_WORK REQUIRED:_
Extract every line of the material below that contains the string "foreground". Matching is case-sensitive.

_DATASET RECORDS:_
- - - -
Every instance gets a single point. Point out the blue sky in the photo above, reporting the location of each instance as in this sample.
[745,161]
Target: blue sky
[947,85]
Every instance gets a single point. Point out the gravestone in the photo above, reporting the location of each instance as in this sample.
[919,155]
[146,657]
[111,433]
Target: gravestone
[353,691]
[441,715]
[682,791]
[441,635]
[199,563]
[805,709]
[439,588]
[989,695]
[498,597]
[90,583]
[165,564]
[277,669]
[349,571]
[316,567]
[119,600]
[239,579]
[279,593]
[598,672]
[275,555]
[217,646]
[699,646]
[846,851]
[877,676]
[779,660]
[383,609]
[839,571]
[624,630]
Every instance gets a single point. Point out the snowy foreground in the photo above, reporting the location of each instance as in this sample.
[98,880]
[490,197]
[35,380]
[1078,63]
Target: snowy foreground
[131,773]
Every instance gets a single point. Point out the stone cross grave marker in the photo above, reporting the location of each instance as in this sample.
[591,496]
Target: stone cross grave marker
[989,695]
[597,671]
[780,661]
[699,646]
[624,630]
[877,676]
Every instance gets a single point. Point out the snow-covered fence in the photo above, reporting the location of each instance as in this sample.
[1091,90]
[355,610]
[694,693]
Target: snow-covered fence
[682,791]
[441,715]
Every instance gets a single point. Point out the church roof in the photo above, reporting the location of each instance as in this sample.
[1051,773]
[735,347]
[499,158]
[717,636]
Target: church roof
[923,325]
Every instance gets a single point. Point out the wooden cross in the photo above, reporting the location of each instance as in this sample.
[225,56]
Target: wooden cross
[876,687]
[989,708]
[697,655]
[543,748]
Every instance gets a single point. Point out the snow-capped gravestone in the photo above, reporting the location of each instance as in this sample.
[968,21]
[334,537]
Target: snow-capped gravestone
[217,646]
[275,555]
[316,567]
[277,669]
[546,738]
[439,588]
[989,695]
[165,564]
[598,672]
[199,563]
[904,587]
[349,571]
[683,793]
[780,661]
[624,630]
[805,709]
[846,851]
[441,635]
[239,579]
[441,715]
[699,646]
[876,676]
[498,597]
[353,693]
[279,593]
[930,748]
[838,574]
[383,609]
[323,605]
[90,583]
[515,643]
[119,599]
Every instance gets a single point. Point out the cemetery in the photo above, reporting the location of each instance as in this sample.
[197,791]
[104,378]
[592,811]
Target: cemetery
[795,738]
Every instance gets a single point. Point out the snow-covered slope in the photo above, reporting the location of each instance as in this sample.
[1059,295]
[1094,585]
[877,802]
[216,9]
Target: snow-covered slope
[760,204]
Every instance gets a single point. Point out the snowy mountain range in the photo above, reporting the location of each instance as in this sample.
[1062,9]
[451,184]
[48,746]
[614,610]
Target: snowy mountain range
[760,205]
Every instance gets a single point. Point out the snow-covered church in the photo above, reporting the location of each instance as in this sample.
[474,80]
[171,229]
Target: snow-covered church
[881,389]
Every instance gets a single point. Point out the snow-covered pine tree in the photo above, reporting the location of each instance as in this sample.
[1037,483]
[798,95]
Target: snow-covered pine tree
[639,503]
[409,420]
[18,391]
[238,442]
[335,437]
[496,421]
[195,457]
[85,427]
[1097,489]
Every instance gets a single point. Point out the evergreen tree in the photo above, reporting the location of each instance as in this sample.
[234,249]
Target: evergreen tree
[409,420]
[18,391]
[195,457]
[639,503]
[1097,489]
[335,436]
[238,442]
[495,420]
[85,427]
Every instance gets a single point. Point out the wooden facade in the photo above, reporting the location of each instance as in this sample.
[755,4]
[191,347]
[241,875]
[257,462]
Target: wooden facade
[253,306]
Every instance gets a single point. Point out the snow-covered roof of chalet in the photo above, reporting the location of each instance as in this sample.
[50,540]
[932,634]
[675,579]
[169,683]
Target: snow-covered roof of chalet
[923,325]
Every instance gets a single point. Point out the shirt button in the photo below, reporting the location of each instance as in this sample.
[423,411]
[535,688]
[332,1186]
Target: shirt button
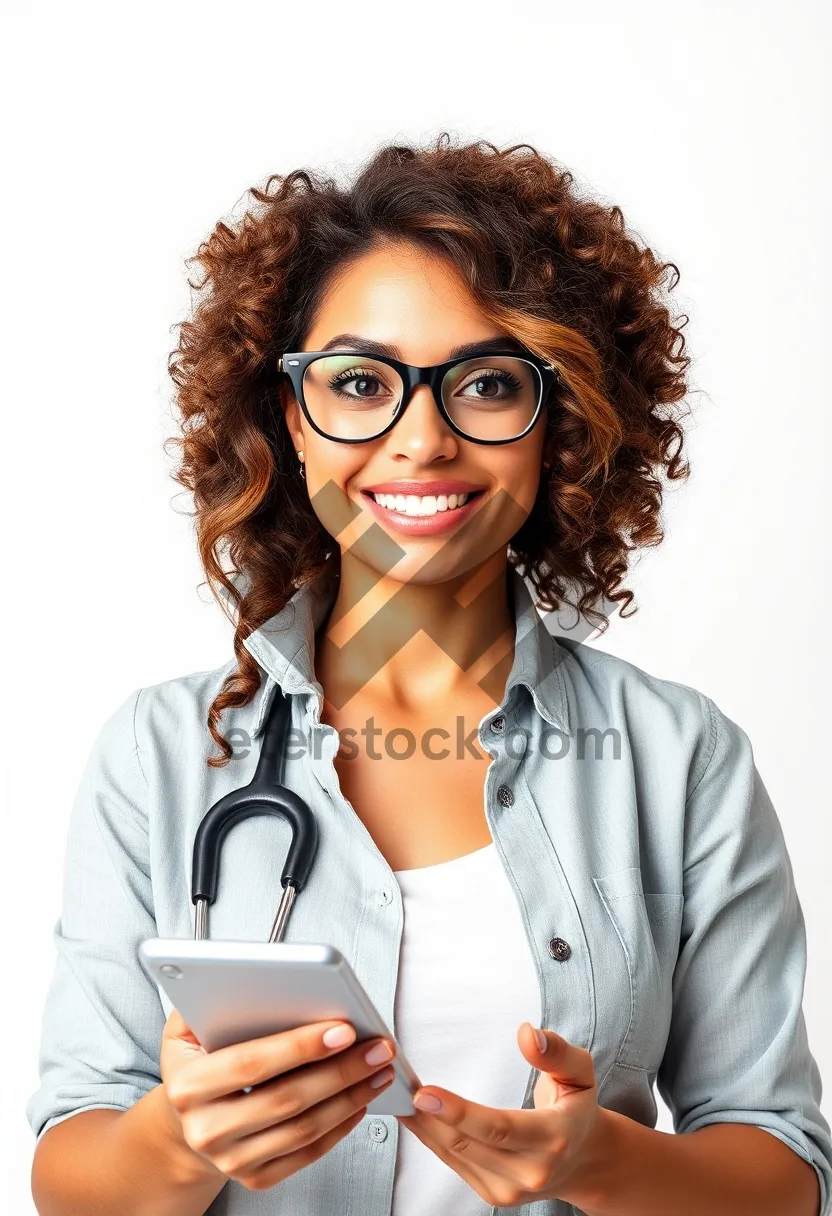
- - - -
_SOLVED PROBLEM:_
Every instance gets a single point. Point out the snowy foreground in the photo above, reporting the location of each instance as in this sample.
Target: snowy foreground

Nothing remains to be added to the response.